**Given exercise:** Copy out the lines below word for word, from the line holding "Objective - one point per instance of the white" through the end of the items, both included.

## Start Data in this exercise

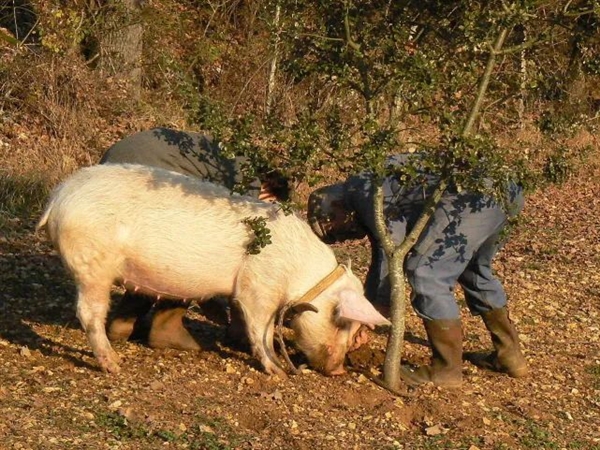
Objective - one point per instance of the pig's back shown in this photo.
(153, 229)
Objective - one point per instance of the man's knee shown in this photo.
(432, 290)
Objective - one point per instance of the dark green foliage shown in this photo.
(262, 234)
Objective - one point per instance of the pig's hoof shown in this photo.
(273, 369)
(110, 363)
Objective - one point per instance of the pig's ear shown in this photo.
(353, 306)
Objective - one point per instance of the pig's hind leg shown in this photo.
(93, 302)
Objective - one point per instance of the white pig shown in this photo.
(172, 236)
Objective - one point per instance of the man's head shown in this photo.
(329, 216)
(274, 186)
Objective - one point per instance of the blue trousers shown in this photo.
(457, 246)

## End Data in this exercise

**Right answer:**
Objective - one point per instance of the white pig shown in this photo.
(172, 236)
Objective - one point per instance of the man's head shown in this photo.
(329, 216)
(274, 186)
Objective - one point per instance of the blue trousers shown in this photo.
(457, 246)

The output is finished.